### Task statement
Give the data below again, word for word.

### Material for this task
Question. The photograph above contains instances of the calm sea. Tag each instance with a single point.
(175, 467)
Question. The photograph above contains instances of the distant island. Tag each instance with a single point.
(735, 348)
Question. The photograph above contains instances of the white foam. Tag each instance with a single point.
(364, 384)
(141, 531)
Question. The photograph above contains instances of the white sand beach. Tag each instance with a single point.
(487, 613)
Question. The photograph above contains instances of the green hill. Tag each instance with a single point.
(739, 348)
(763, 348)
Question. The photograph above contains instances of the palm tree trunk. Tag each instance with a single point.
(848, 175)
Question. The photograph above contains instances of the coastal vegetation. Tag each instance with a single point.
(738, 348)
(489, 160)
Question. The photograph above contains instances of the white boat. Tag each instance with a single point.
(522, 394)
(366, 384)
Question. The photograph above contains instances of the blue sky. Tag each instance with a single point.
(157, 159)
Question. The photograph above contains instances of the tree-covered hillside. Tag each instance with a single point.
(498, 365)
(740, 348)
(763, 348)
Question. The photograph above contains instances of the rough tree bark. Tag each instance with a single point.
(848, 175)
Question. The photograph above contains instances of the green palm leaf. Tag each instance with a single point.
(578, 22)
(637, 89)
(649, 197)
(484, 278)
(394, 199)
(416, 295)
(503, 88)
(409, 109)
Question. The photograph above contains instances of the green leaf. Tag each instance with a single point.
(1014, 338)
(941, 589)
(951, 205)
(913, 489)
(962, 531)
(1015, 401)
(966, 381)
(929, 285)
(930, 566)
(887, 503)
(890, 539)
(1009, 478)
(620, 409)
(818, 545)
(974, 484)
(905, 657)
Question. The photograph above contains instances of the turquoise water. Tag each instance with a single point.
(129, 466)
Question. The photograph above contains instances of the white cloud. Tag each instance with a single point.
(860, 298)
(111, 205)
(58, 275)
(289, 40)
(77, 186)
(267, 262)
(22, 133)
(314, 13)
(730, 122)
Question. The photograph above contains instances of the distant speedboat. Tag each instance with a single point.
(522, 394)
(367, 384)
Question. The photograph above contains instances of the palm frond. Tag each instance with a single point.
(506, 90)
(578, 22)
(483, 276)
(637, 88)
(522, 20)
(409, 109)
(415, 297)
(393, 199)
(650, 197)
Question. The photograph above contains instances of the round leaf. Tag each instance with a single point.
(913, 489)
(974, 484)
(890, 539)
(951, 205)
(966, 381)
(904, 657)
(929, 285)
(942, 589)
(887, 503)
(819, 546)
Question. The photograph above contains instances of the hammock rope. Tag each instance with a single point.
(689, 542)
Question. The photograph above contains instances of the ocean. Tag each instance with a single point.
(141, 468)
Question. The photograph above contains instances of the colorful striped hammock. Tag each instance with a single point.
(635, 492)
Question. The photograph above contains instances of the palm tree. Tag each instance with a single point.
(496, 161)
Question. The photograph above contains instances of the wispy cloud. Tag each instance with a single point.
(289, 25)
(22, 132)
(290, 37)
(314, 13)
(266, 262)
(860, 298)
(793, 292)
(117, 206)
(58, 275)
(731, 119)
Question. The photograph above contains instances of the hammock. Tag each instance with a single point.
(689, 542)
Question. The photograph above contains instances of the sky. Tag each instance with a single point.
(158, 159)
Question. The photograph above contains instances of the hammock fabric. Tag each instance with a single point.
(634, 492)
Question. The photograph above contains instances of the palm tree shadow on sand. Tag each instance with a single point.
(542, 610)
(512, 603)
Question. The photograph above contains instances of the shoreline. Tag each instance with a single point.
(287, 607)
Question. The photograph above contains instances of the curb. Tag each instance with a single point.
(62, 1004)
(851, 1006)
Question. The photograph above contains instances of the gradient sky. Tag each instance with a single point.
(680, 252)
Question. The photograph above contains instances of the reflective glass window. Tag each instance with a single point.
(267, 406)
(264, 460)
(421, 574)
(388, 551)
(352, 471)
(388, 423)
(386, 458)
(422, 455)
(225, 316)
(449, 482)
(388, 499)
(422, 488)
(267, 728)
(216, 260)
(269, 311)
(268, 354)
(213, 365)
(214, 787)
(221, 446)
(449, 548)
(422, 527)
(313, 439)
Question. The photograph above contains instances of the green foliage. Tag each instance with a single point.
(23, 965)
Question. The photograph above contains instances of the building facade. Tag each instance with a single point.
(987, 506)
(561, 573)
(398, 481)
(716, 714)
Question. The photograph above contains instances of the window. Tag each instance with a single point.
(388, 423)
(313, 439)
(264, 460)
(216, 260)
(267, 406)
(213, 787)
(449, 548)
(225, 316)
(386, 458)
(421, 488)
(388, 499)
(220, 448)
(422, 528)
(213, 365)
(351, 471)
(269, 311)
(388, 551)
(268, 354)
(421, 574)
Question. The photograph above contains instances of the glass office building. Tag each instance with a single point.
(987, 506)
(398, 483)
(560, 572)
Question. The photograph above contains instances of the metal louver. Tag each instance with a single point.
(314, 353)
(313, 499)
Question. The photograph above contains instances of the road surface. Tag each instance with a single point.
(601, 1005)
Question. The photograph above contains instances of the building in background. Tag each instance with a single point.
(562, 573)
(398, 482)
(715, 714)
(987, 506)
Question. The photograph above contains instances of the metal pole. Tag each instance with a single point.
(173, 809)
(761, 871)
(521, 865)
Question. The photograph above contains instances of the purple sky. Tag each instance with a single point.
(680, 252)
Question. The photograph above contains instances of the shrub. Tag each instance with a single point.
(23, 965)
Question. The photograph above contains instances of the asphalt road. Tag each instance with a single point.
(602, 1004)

### Result for this task
Question. The photograph above contains instances of the calm sea. Tag each instance with a single point.
(175, 467)
Question. The photograph above contains instances of the distant island. Tag each instance with a single point.
(735, 348)
Question. The photograph above contains instances of the white foam. Tag each instance with a single point.
(364, 384)
(141, 531)
Question. The photograph above contains instances of the white sand beach. Tag each instance with a single point.
(487, 613)
Question. The photograph above contains instances of the green hill. Tag each instance with a single point.
(739, 348)
(763, 348)
Question. The photograph above contains instances of the palm tree trunk. Tag each instance with a single point.
(848, 175)
Question. The photograph above contains instances of the coastal vegetation. Tag each instance with a single point.
(738, 348)
(489, 160)
Question. The photograph above contains instances of the white boat. Tag each instance with a single point.
(522, 394)
(366, 384)
Question. The photograph above contains instances of the blue sky. Tag each instance with a single point.
(157, 159)
Question. The photograph above contains instances of the tree-covered hillside. Tag each instance with a single point.
(498, 365)
(740, 348)
(763, 348)
Question. The photograph above contains instances of the rough tree bark. Tag each instance with a single point.
(848, 175)
Question. The photograph above contains instances of the green palm leaf. Tag each instance with a single point.
(578, 22)
(637, 89)
(649, 197)
(484, 278)
(394, 199)
(416, 295)
(503, 88)
(409, 109)
Question. The photograph above contains instances of the green leaf. Tag each instance with a single point.
(1014, 338)
(941, 589)
(951, 205)
(913, 489)
(962, 531)
(1015, 401)
(966, 381)
(929, 285)
(930, 566)
(887, 503)
(890, 539)
(1009, 478)
(620, 409)
(818, 545)
(974, 484)
(905, 657)
Question. The photograph above contains instances of the turquoise water. Tag each instance with a single point.
(129, 466)
Question. The photograph above contains instances of the white cloud. Tag each instance with a single point.
(860, 298)
(111, 205)
(58, 275)
(289, 40)
(77, 186)
(267, 262)
(22, 133)
(314, 13)
(730, 122)
Question. The photograph above contains instances of the distant speedboat. Tag each instance with a single point.
(522, 394)
(367, 384)
Question. The photograph above contains instances of the palm frond. Tag each instance with a single point.
(506, 90)
(578, 22)
(483, 276)
(637, 88)
(522, 20)
(409, 109)
(415, 297)
(393, 199)
(650, 197)
Question. The photograph above contains instances of the round leaf. Tag each instance with a single point.
(913, 489)
(974, 484)
(890, 539)
(951, 205)
(966, 381)
(904, 657)
(929, 285)
(942, 589)
(887, 503)
(819, 546)
Question. The photograph above contains instances of the hammock rope. Tag each instance with a single point.
(689, 542)
Question. The photograph above contains instances of the ocean. Tag each instance with a single point.
(141, 468)
Question. The photograph above contains instances of the colorful striped hammock. Tag each instance with a single point.
(635, 492)
Question. The photograph above contains instances of the palm tree. Tag each instance with a single point.
(496, 161)
Question. The photograph above contains instances of the wispy cloud. Tag each instance with a single point.
(289, 25)
(22, 132)
(290, 37)
(314, 13)
(266, 262)
(860, 298)
(793, 292)
(117, 206)
(58, 275)
(731, 119)
Question. The photograph above contains instances of the hammock. Tag each instance with a single point.
(689, 542)
Question. The photograph above contains instances of the sky. Tag each instance with a single point.
(158, 159)
Question. The photograph above contains instances of the hammock fabric. Tag each instance with a single point.
(634, 492)
Question. The photograph above contains instances of the palm tree shadow on sand. Tag each instance with a single point.
(542, 610)
(512, 603)
Question. The photograph above contains instances of the shoreline. Tag each instance with a single point.
(287, 607)
Question. The photograph above contains instances of the curb. Tag each instance with a single point.
(62, 1004)
(851, 1006)
Question. The photograph above contains instances of the gradient sky. Tag each instance with a single point.
(680, 252)
Question. The photograph above contains instances of the reflective glass window. Tag each instance with a single point.
(267, 406)
(264, 460)
(421, 574)
(388, 551)
(352, 471)
(388, 423)
(386, 458)
(422, 455)
(225, 316)
(449, 482)
(388, 499)
(422, 488)
(267, 728)
(216, 260)
(269, 311)
(268, 354)
(213, 365)
(214, 787)
(221, 446)
(449, 548)
(422, 527)
(313, 439)
Question. The photograph above contains instances of the green foliage. Tag each instance with a single point.
(23, 965)
Question. The photograph above contains instances of the building facade. Tag each instance with a single point.
(987, 506)
(561, 573)
(398, 481)
(716, 714)
Question. The photograph above contains instances of the window. Tag each instance with a single point.
(388, 423)
(313, 439)
(264, 460)
(216, 260)
(267, 406)
(213, 787)
(449, 548)
(225, 316)
(386, 458)
(421, 488)
(388, 499)
(220, 448)
(422, 528)
(213, 365)
(351, 471)
(269, 311)
(388, 551)
(268, 354)
(421, 574)
Question. The photograph above contains instances of the glass office building. Tag each instance with a single point.
(987, 506)
(398, 483)
(560, 572)
Question. The photograph above contains instances of the metal louver. Tag each instance with a single point.
(314, 353)
(313, 499)
Question. The photograph above contains instances of the road surface. Tag each instance with a single point.
(601, 1005)
Question. The photograph above contains instances of the building in background. Tag each instance with a single point.
(562, 573)
(398, 482)
(715, 714)
(987, 506)
Question. The photograph above contains instances of the metal pole. Tag each instance with a single point.
(173, 809)
(761, 871)
(521, 865)
Question. The photograph above contains instances of the purple sky. Tag each instance with a single point.
(680, 252)
Question. The photograph above contains instances of the shrub. Tag each instance with a single point.
(23, 965)
Question. The photograph above contains instances of the asphalt road. Tag each instance with a single point.
(602, 1004)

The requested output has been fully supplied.